* WHAT YOU ARE ASKED TO DO *
Nothing but the lines from the one with "the silver sedan" through the end of the material should be retyped, word for word and without pictures.

* INFORMATION SUPPLIED *
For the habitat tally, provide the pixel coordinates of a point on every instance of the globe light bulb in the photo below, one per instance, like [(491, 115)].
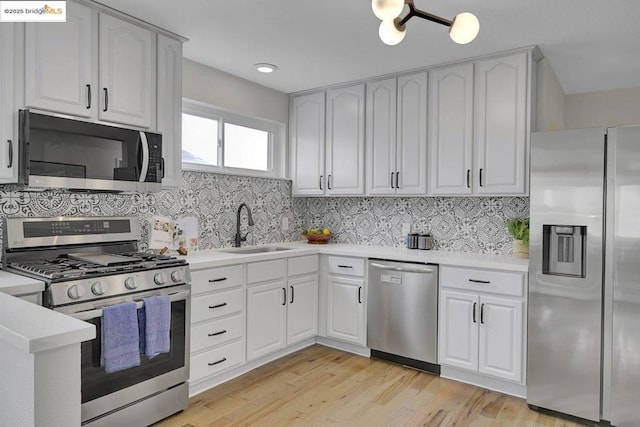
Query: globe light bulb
[(387, 9), (389, 33), (464, 28)]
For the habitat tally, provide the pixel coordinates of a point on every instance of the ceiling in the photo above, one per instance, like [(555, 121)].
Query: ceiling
[(591, 44)]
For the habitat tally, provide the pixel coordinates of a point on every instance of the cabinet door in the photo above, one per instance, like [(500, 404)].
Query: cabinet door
[(307, 144), (266, 319), (345, 141), (345, 309), (500, 129), (458, 330), (501, 337), (8, 143), (169, 109), (411, 138), (450, 130), (302, 310), (127, 73), (61, 63), (381, 136)]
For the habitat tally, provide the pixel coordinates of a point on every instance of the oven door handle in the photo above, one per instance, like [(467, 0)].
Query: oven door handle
[(144, 167), (92, 314)]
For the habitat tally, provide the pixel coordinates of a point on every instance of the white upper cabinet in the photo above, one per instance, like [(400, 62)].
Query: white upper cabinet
[(327, 142), (61, 63), (411, 148), (381, 136), (8, 142), (451, 129), (92, 66), (345, 141), (127, 73), (479, 125), (501, 125), (397, 135), (307, 144), (169, 110)]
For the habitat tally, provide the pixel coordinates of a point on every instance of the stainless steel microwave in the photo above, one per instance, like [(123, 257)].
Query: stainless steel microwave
[(57, 152)]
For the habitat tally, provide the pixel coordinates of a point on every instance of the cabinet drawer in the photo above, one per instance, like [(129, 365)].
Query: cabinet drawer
[(483, 280), (216, 305), (265, 271), (302, 265), (216, 332), (215, 361), (346, 265), (216, 278)]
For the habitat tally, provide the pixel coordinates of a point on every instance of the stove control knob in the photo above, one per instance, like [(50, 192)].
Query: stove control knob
[(176, 276), (98, 288), (160, 279), (130, 283), (75, 292)]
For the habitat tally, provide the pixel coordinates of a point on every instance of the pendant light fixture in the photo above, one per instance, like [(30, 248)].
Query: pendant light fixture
[(463, 28)]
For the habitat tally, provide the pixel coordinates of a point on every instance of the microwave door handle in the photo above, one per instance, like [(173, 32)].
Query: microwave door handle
[(97, 312), (145, 157)]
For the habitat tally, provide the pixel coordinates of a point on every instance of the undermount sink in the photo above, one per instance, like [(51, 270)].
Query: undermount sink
[(254, 250)]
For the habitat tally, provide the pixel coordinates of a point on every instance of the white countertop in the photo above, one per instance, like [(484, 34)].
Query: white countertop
[(14, 284), (33, 328), (216, 258)]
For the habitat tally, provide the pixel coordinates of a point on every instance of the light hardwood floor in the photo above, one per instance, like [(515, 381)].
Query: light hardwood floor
[(320, 386)]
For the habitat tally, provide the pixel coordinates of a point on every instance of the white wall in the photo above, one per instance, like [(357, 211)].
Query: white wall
[(550, 99), (226, 91), (603, 108)]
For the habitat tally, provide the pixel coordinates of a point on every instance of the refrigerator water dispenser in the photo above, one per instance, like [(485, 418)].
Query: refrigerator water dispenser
[(564, 248)]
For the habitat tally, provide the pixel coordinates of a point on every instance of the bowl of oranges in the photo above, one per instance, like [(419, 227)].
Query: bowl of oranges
[(317, 236)]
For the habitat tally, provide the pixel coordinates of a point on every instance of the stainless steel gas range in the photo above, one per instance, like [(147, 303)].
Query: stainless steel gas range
[(91, 263)]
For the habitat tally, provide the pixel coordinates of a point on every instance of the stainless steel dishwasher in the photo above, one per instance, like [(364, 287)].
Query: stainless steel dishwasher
[(402, 313)]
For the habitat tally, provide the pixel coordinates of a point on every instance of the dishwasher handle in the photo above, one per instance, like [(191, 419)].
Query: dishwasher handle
[(402, 269)]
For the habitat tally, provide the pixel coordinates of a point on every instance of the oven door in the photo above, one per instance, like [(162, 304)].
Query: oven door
[(103, 392)]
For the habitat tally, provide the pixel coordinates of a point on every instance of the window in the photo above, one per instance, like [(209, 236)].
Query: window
[(218, 141)]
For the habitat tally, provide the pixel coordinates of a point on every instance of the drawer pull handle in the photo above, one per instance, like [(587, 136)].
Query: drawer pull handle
[(218, 305), (484, 282), (217, 362)]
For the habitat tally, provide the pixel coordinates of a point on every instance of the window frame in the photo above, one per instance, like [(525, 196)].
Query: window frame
[(275, 130)]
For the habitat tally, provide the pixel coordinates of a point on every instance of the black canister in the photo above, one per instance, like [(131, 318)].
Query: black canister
[(412, 240), (425, 241)]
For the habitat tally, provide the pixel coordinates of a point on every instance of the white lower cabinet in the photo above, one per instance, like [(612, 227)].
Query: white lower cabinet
[(345, 300), (302, 308), (217, 321), (284, 310), (481, 322)]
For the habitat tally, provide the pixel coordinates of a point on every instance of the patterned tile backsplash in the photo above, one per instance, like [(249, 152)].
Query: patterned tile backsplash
[(469, 224)]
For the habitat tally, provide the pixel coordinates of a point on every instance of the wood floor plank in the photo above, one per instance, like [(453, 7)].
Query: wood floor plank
[(321, 386)]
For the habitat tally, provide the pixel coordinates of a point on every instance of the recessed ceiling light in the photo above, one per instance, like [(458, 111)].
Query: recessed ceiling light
[(265, 68)]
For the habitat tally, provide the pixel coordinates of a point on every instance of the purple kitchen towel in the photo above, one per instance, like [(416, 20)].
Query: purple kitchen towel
[(157, 314), (120, 339)]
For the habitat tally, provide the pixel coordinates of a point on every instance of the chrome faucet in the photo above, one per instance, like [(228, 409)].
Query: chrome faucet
[(239, 237)]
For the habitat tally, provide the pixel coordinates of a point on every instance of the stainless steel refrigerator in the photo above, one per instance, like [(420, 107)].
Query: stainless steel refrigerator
[(583, 352)]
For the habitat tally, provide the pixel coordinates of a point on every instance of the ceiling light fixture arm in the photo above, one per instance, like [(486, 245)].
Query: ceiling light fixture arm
[(413, 11)]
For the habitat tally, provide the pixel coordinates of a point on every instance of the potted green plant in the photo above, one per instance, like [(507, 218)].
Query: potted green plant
[(519, 229)]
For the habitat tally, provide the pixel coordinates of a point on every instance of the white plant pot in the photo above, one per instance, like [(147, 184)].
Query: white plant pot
[(520, 249)]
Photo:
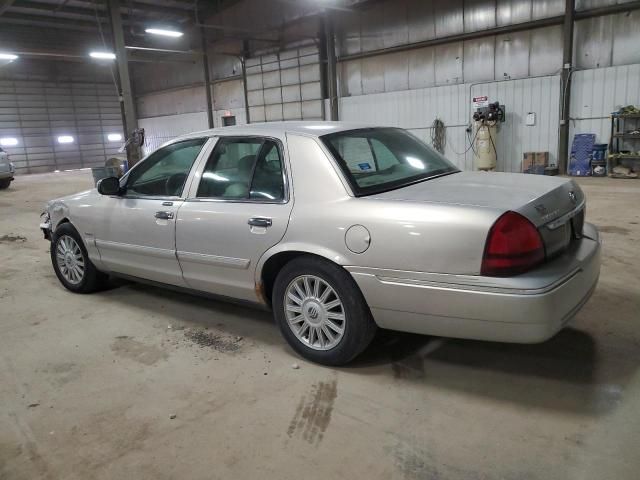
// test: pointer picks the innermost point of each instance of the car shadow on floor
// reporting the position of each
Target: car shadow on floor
(567, 372)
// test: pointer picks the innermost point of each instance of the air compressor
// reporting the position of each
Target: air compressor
(486, 118)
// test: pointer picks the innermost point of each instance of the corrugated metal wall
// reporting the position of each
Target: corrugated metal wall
(285, 86)
(416, 110)
(36, 113)
(164, 128)
(410, 88)
(169, 113)
(598, 92)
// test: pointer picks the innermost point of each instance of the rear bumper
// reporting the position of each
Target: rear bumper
(529, 308)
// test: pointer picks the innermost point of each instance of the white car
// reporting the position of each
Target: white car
(7, 170)
(339, 229)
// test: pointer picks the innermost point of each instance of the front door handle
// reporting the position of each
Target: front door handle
(260, 222)
(164, 215)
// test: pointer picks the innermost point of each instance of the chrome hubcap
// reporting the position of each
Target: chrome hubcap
(314, 312)
(70, 259)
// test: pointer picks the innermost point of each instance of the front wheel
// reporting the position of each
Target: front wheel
(321, 312)
(71, 262)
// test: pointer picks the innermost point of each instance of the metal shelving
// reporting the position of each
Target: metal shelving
(618, 135)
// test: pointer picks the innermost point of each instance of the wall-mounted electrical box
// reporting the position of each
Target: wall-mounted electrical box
(531, 119)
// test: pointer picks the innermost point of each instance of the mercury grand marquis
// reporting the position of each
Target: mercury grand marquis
(339, 229)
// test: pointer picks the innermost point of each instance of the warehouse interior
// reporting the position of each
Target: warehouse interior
(141, 382)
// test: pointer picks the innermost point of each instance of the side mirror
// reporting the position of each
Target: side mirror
(109, 186)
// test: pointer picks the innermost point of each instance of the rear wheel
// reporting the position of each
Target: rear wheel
(71, 262)
(321, 312)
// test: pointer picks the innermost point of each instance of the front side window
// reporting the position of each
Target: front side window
(243, 169)
(379, 159)
(165, 171)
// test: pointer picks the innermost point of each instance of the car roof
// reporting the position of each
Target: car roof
(278, 129)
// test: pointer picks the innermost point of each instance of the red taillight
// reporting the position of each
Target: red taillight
(513, 246)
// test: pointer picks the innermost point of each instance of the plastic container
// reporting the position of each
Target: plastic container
(599, 153)
(598, 169)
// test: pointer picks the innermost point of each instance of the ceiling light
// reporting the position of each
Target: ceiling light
(103, 55)
(164, 31)
(8, 141)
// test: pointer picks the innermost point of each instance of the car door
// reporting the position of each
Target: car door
(238, 207)
(135, 233)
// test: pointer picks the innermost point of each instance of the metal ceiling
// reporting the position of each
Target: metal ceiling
(68, 29)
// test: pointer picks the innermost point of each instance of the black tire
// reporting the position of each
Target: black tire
(359, 327)
(92, 280)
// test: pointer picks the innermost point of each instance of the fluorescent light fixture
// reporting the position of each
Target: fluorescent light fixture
(165, 32)
(103, 55)
(8, 141)
(319, 127)
(415, 163)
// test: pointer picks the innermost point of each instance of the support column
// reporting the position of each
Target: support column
(207, 80)
(567, 68)
(245, 54)
(332, 77)
(129, 120)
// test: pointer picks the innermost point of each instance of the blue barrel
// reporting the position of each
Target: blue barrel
(599, 153)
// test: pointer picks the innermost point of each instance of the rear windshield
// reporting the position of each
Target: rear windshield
(376, 160)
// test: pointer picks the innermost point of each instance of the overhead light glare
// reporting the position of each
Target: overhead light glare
(103, 55)
(165, 32)
(8, 141)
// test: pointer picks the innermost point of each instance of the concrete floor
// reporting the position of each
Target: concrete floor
(88, 384)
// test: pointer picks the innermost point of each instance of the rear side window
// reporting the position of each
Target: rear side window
(243, 169)
(380, 159)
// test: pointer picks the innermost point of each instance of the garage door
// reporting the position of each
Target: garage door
(285, 86)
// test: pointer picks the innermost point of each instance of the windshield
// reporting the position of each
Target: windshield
(375, 160)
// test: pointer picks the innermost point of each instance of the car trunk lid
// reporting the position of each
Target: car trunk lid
(554, 205)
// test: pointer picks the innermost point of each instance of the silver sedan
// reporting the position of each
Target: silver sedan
(339, 229)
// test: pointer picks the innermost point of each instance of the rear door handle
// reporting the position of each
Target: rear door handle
(260, 222)
(164, 215)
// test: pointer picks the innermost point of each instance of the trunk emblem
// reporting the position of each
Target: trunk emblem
(573, 197)
(541, 209)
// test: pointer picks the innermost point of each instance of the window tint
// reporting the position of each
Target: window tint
(380, 159)
(268, 183)
(166, 170)
(243, 168)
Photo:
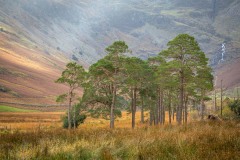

* RESULT FOR THIS TASK *
// test: pointer picks the innermost point of each instance of the silver sedan
// reporting the position of each
Target: silver sedan
(339, 229)
// test: pointer picks the innermost point of each instance of the rear door handle
// reporting the position of each
Target: rear door handle
(260, 222)
(164, 215)
// test: pointer picks the innermost point of each instance of the trunk emblem
// reporting the position of each
Target: trunk emblem
(573, 197)
(541, 209)
// test: pointer picks the innermost point of each instance of the window tint
// reporting the position of each
Target: window tint
(380, 159)
(268, 183)
(166, 170)
(243, 168)
Photo:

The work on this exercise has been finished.